PAGE EXTRACT ::
Segment Open
I don't know, how would I check?
Do you use floating states?
pf.conf(5) says this is the default and I've not
changed it.
Does the problem go away with if-bound states?
No, I set this in pf.conf
set state-policy if-bound
and tried and it still paniced.
Is there more stuff involved like gif(4) or bridge(4) or ....
neither gif nor bridge, but vlan and carp.
Although I do not fully understand what is the root of the problem,
you can try this diff. Does it prevent the panic? Do you see the
log message I have added there? This would at least prove that my
theory is correct.
I traveling (which is why I was trying to use my vpn), unfortunately
my internet here is atrocious, just reading and writing email is
very hard. Once I get somewhere with better connections I'll get this
tested and report back.
thanks,
.jh
bluhm
Index: net/pf.c
===================================================================
RCS file: /data/mirror/openbsd/cvs/src/sys/net/pf.c,v
retrieving revision 1.1061
diff -u -p -r1.1061 pf.c
--- net/pf.c 18 Feb 2018 21:45:30 -0000 1.1061
+++ net/pf.c 26 Feb 2018 00:27:57 -0000
@@ -1070,8 +1070,20 @@ pf_find_state(struct pfi_kif *kif, struc
pkt_sk = NULL;
}
- if (pkt_sk && pf_state_key_isvalid(pkt_sk->reverse))
- sk = pkt_sk->reverse;
+ if (pkt_sk) {
+ if (pf_state_key_isvalid(pkt_sk->reverse)) {
+ sk = pkt_sk->reverse;
+ } else if (pkt_sk->reverse != NULL) {
+ log(LOG_ERR,
+ "pf: state key reverse invalid. "
+ "pkt_sk=%p, pkt_sk->reverse=%p, "
+ "pkt_sk->reverse->reverse=%p\n",
+ pkt_sk, pkt_sk->reverse,
+ pkt_sk->reverse->reverse);
+ pf_mbuf_unlink_state_key(m);
+ pkt_sk = NULL;
+ }
+ }
if (pkt_sk == NULL) {
/* here we deal with local outbound packet */
Segment Closed
EXERCISE REQUIREMENTS ::
1 - Answer these questions about the pf thread:
(a) Which two interface types does the reporter say are in use, instead of gif or bridge?
(b) What line did the reporter add to pf.conf?
(c) What revision of pf.c is the diff made against?
2 - Copy the rows word for word, beginning with the first row and ending after the line that contains "negative clicks: (336, 125)".

Source data ::
Segment Open
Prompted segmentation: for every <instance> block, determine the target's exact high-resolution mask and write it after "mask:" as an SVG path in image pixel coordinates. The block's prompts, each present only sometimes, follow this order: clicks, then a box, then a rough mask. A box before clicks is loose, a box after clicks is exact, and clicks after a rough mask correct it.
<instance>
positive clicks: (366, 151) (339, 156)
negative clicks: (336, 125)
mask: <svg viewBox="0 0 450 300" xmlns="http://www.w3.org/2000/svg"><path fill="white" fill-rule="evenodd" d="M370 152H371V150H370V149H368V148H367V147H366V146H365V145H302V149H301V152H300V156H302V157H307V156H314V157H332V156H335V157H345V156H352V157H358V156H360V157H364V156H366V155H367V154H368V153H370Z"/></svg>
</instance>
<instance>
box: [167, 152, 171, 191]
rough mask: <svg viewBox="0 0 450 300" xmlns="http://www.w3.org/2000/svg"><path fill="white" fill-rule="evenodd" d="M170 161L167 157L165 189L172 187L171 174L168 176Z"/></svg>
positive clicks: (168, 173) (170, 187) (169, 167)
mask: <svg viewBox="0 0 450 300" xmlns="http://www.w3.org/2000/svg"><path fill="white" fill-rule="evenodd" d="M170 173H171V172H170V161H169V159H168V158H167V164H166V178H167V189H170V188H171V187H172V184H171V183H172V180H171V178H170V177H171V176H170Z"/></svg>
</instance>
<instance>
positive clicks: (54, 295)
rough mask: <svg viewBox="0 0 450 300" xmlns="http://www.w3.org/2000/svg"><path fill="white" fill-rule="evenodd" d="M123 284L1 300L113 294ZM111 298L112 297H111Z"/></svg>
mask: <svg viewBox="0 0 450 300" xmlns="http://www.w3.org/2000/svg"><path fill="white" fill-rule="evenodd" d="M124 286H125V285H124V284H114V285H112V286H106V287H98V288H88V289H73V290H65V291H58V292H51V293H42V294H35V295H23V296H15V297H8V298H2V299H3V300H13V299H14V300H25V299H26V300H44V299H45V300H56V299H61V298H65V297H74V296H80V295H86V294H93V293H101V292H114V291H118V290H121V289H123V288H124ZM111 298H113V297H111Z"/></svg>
Segment Closed
REPLIES ::
1 -
(a) vlan and carp
(b) set state-policy if-bound
(c) 1.1061

2 -
Prompted segmentation: for every <instance> block, determine the target's exact high-resolution mask and write it after "mask:" as an SVG path in image pixel coordinates. The block's prompts, each present only sometimes, follow this order: clicks, then a box, then a rough mask. A box before clicks is loose, a box after clicks is exact, and clicks after a rough mask correct it.
<instance>
positive clicks: (366, 151) (339, 156)
negative clicks: (336, 125)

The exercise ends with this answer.